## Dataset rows
····················
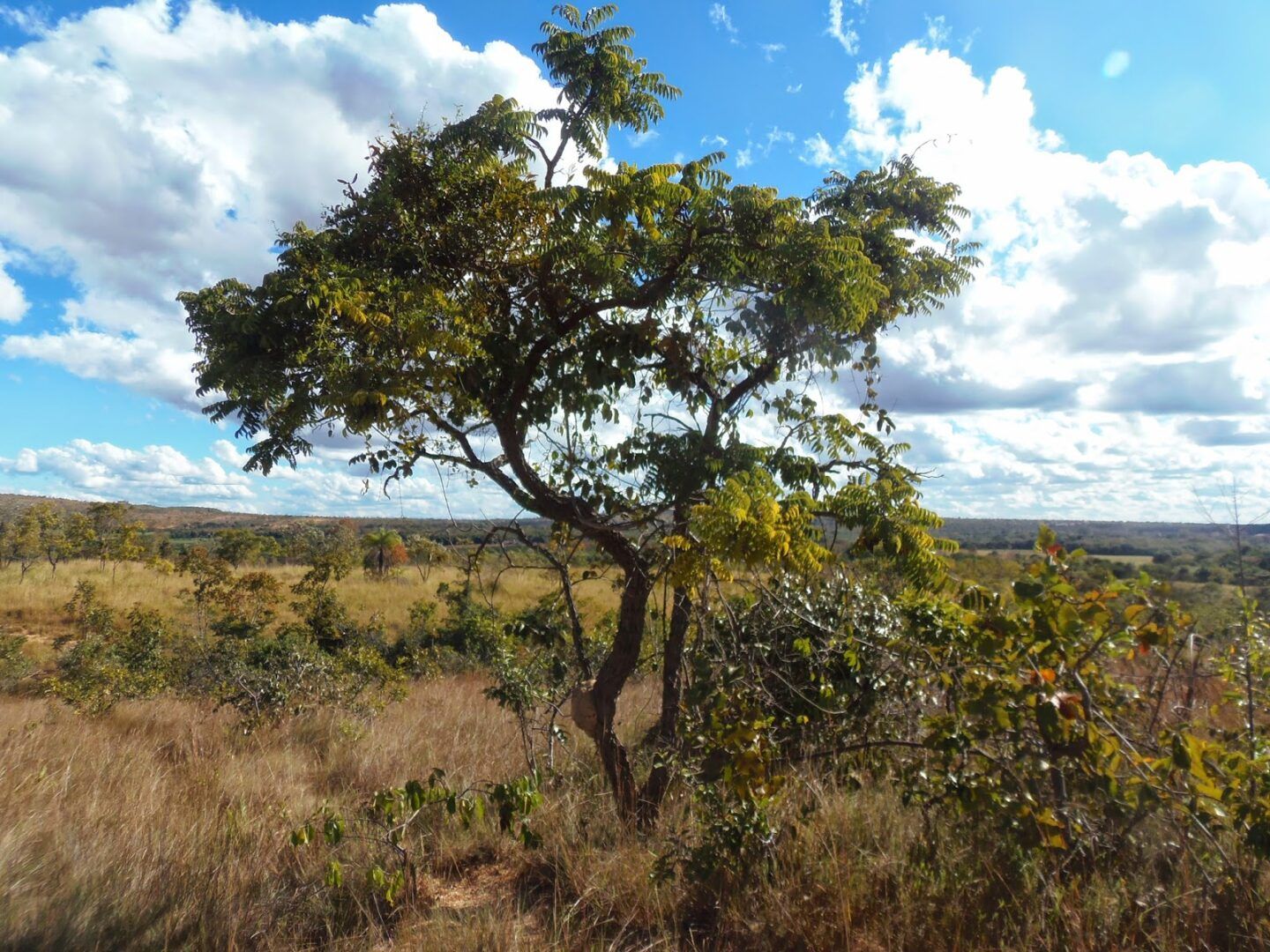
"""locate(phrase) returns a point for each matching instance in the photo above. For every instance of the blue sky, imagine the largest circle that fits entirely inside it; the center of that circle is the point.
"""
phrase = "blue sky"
(1110, 361)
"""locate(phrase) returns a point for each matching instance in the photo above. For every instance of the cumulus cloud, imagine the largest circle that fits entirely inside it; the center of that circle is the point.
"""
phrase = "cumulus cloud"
(13, 301)
(153, 149)
(1120, 305)
(842, 28)
(155, 473)
(1117, 63)
(721, 19)
(161, 475)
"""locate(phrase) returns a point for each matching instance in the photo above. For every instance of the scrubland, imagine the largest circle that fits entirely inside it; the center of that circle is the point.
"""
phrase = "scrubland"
(161, 824)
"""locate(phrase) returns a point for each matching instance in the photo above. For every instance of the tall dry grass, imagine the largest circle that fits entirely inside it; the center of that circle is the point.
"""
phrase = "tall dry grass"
(36, 606)
(161, 825)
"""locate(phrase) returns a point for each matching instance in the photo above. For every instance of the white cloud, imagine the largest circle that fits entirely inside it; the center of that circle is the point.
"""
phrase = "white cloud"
(156, 473)
(842, 29)
(161, 475)
(938, 31)
(1116, 63)
(155, 149)
(721, 19)
(1122, 303)
(762, 149)
(13, 301)
(641, 138)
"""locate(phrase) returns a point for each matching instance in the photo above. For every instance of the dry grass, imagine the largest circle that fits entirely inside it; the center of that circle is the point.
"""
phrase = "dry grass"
(36, 607)
(161, 825)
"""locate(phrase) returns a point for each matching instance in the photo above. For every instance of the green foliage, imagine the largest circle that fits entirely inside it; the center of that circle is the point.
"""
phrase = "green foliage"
(485, 302)
(1068, 718)
(14, 663)
(268, 678)
(112, 660)
(244, 547)
(398, 822)
(384, 551)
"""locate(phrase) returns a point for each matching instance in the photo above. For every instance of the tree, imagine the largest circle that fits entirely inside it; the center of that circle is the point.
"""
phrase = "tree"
(26, 542)
(239, 546)
(424, 554)
(55, 539)
(384, 550)
(589, 339)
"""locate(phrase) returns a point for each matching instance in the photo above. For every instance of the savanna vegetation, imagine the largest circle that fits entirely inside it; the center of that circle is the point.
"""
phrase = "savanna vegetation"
(732, 691)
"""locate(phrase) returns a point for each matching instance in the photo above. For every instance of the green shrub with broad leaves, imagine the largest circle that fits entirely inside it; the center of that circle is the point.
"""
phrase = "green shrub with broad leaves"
(395, 827)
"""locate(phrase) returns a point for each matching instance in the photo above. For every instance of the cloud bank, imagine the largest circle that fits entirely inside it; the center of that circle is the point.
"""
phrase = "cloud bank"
(1113, 352)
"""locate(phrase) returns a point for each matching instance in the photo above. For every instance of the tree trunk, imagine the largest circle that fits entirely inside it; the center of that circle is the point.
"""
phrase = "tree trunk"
(611, 680)
(664, 733)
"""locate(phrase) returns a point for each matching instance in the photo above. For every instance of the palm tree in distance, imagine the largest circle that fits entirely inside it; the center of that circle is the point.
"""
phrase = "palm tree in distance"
(380, 542)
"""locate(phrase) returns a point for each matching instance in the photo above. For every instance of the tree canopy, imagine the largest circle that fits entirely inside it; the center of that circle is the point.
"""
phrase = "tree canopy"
(631, 352)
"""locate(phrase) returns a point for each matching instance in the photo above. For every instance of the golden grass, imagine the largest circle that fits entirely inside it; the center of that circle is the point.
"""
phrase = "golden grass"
(36, 607)
(161, 825)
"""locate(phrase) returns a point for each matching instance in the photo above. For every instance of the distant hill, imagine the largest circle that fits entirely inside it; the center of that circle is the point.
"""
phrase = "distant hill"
(193, 522)
(1099, 537)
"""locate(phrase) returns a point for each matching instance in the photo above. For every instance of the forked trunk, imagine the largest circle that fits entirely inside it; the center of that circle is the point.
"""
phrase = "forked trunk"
(611, 680)
(637, 802)
(664, 734)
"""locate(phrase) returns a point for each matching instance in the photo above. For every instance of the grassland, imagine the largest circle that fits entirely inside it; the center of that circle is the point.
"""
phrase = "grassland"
(161, 825)
(36, 607)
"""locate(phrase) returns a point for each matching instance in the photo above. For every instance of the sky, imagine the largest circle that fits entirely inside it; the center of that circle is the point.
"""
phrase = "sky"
(1111, 360)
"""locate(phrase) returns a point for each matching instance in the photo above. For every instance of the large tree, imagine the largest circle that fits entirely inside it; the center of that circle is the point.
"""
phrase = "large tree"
(591, 338)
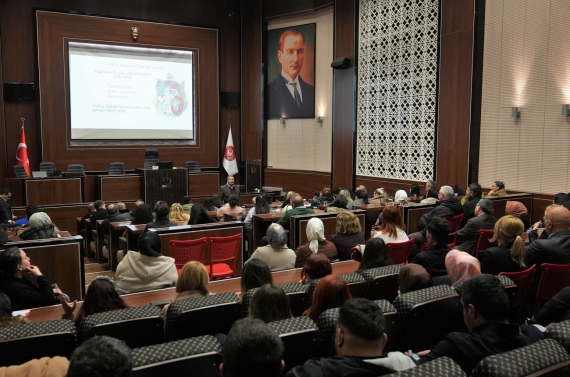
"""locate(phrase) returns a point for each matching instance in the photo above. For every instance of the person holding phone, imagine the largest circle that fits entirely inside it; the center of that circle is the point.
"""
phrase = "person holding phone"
(24, 283)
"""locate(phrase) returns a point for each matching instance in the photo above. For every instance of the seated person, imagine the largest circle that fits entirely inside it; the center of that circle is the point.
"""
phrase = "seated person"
(469, 234)
(277, 255)
(486, 314)
(192, 282)
(255, 274)
(433, 257)
(509, 255)
(146, 269)
(317, 266)
(317, 243)
(359, 342)
(252, 349)
(330, 292)
(101, 297)
(40, 227)
(298, 209)
(269, 303)
(177, 214)
(23, 282)
(461, 267)
(413, 277)
(162, 210)
(348, 234)
(375, 255)
(233, 209)
(199, 215)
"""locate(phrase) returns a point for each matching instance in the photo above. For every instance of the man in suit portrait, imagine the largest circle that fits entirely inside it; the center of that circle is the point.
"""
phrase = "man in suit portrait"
(289, 95)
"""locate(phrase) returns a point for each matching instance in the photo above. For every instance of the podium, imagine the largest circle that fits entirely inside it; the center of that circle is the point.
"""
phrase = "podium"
(169, 185)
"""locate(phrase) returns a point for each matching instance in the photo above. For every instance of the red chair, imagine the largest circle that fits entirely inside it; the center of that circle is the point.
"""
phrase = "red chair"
(185, 251)
(483, 241)
(400, 251)
(522, 280)
(554, 277)
(356, 254)
(455, 222)
(223, 253)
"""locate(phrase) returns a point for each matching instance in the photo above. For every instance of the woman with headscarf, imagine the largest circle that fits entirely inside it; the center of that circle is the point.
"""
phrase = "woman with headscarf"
(147, 269)
(413, 277)
(317, 243)
(277, 255)
(40, 227)
(461, 267)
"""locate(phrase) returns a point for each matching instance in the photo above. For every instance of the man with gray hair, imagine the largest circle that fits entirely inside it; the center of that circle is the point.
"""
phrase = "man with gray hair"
(277, 255)
(447, 205)
(469, 234)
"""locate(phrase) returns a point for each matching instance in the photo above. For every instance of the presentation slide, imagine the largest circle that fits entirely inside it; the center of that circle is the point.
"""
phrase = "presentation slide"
(123, 93)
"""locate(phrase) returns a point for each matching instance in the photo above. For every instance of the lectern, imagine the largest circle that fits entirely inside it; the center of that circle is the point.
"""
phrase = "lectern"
(169, 185)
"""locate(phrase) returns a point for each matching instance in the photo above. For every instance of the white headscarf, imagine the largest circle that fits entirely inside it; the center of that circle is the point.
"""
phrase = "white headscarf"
(400, 195)
(315, 233)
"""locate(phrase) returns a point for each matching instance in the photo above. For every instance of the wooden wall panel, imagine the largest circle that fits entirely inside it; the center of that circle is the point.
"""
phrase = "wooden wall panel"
(303, 182)
(344, 98)
(455, 68)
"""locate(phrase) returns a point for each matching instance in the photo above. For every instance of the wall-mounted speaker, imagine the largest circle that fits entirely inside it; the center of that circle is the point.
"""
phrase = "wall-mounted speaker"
(18, 92)
(230, 99)
(340, 63)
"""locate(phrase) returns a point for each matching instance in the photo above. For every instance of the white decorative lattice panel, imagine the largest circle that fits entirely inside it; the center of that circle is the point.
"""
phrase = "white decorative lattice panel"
(397, 82)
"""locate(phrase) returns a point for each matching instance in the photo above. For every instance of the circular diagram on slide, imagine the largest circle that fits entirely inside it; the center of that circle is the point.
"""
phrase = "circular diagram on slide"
(170, 97)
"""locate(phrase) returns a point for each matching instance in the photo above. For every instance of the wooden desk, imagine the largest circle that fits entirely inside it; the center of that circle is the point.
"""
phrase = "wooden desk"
(227, 285)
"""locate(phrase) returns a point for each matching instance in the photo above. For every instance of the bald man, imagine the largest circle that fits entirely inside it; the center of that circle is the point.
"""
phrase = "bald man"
(556, 248)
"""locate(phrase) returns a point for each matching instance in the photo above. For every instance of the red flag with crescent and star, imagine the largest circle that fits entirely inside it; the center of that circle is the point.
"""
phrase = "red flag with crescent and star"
(22, 153)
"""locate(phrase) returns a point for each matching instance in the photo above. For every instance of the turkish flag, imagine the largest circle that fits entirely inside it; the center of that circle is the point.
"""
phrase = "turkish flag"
(22, 153)
(230, 158)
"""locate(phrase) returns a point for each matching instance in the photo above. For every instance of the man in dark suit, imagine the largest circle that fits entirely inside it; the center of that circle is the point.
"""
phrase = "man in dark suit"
(229, 189)
(289, 95)
(469, 234)
(6, 215)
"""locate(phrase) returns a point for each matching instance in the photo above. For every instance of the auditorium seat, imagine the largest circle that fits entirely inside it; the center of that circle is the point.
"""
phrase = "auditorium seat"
(542, 357)
(382, 282)
(426, 316)
(200, 356)
(215, 314)
(442, 366)
(20, 171)
(300, 337)
(116, 168)
(138, 327)
(150, 158)
(48, 167)
(21, 343)
(75, 169)
(193, 167)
····················
## Given instruction
Rewrite the listing from the line containing "of the circular" through its end, inclusive, swapping "wooden desk" for "oak desk" and leaving everything else unchanged.

## Response to this exercise
"""locate(phrase) returns a point for each matching instance in the photo above. For every instance of the circular diagram on slide, imagine the largest circle that fits entirely inside it; the center of that circle is the point.
"""
phrase = "circular diagram on slide"
(170, 97)
"""locate(phrase) returns a point for each matching instance in the photo above. For every instance of the oak desk, imagine the largest circle that fits entirely inside it; the center of that circle is the point.
"""
phrase = "oak desk"
(227, 285)
"""locate(phrase) returns a point for each matching instance in the photo above. For every instance of the bald man, imagine the largest circle that fits entirely inside it; the center of that circle is the point.
"""
phrase = "bald man"
(556, 248)
"""locate(phrase) returns a point for each matching instance in the photo above. For every instance of the red flag with crescent and star, imagine the largest circle that fits entirely inside it; the center of that circle is the point.
"""
phrase = "red flag with crescent and star"
(22, 153)
"""locate(phrase) returns a point for each matching instance in the photo above. For every instance of the turkish flag, imagine the largest circle that fits entirely inside it; the center of that circle is the point.
"""
phrase = "turkish flag"
(22, 153)
(230, 158)
"""locate(phrase) returns a point for each matching instance in the photo above. For every instance of the man in dark suit, imagine the largest circle that fits entirely inside it; the center of that circle is the point.
"""
phrase = "man in dark suit"
(229, 189)
(289, 95)
(469, 234)
(6, 215)
"""locate(phrase) returns a point for each matching instance in the photo above. For every instance of the auditorium seat, imagine the largest circle that fits entirely inside it; the center of that circle is the point.
"""
phrase = "auditorium seat"
(542, 357)
(382, 282)
(426, 316)
(200, 356)
(215, 314)
(442, 366)
(20, 171)
(300, 337)
(116, 168)
(138, 327)
(150, 158)
(48, 167)
(21, 343)
(75, 169)
(193, 167)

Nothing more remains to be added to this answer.